(YOUR INSTRUCTIONS): Scale the items starting with the line containing "Objective — one point per instance of the orange" and going on through the last line of the items, and repeat only those lines. Leave each request unchanged, and multiply every coordinate in the answers by 0.3, rounding to whole numbers with halves going up.

>> Start DATA RECORDS

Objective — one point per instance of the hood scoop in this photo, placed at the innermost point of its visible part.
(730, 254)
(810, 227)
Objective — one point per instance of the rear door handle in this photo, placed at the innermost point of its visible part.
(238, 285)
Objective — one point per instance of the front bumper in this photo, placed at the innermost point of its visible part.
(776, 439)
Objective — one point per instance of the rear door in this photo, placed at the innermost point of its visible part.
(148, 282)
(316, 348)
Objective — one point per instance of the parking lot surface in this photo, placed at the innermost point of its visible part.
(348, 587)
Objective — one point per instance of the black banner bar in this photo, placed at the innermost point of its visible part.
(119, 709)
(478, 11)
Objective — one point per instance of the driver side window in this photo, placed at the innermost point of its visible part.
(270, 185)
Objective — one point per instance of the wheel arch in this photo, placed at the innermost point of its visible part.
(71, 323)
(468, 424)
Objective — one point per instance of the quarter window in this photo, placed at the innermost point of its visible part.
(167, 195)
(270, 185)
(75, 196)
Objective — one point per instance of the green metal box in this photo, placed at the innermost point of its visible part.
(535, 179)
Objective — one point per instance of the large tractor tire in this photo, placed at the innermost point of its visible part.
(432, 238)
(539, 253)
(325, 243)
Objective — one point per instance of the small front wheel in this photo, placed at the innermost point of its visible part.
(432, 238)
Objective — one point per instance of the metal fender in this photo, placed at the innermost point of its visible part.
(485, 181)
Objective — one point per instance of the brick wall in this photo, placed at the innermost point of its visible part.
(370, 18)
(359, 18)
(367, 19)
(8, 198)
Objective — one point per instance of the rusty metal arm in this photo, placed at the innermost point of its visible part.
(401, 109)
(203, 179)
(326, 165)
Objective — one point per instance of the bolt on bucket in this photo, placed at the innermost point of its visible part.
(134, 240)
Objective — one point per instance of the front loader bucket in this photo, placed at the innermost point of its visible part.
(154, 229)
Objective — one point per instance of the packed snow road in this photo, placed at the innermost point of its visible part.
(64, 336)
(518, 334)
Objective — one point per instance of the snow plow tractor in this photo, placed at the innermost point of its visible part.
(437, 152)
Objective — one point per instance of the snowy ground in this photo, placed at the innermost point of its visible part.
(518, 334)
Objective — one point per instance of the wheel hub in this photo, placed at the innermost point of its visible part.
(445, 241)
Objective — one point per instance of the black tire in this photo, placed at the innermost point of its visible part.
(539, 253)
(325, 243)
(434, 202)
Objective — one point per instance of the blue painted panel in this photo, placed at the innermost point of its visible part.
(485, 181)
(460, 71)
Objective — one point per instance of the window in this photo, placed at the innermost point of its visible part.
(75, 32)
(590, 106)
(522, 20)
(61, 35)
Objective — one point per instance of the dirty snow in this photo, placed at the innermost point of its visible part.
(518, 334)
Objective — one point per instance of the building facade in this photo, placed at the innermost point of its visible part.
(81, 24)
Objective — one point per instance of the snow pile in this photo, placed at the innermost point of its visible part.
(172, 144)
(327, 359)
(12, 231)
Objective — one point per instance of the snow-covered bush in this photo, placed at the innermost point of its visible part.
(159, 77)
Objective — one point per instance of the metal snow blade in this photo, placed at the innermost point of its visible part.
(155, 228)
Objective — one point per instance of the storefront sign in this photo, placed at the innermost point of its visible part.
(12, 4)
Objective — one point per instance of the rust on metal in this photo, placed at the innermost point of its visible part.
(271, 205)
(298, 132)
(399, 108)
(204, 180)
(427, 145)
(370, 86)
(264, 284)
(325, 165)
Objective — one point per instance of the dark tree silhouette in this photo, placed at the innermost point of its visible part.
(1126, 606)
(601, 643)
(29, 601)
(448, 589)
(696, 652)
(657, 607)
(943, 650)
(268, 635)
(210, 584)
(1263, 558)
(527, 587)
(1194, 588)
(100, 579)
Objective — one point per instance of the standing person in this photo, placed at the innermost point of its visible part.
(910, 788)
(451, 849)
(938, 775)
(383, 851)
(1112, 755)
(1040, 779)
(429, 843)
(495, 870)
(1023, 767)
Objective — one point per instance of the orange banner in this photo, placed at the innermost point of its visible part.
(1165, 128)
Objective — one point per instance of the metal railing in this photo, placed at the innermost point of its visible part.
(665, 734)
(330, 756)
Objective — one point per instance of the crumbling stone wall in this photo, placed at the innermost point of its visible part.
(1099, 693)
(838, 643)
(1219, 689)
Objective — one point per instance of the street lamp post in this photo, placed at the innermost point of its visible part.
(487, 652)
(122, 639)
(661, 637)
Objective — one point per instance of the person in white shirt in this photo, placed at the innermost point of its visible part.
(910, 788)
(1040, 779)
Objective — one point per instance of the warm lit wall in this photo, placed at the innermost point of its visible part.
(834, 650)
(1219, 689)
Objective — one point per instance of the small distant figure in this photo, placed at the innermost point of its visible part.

>> End DATA RECORDS

(TASK ANSWER):
Objective — one point per instance of the orange banner in this photo, placed at the innermost point of its visible part.
(350, 38)
Objective — one point per instance of the metal railing in this photo, placed at the innermost point of its visible part.
(200, 220)
(99, 227)
Objective — one point per instance of the crumbling stone wall in this photo, placed at the innermost point of its visible part.
(330, 208)
(251, 193)
(366, 207)
Objective — one point per instance of the street lamp post in this photo, placed at the innermost point of its visible part.
(146, 196)
(37, 192)
(198, 191)
Objective — one point per instance of the person in white shirt in this photo, placed at the innermost point of its visible part.
(273, 236)
(312, 234)
Objective — one point per instance of the warm lit wall in this photo, placed at the innermost point of its visible part.
(250, 195)
(366, 207)
Objective — one point per instance of the small distant figure in this photo, placed at the innermost point of its visible part.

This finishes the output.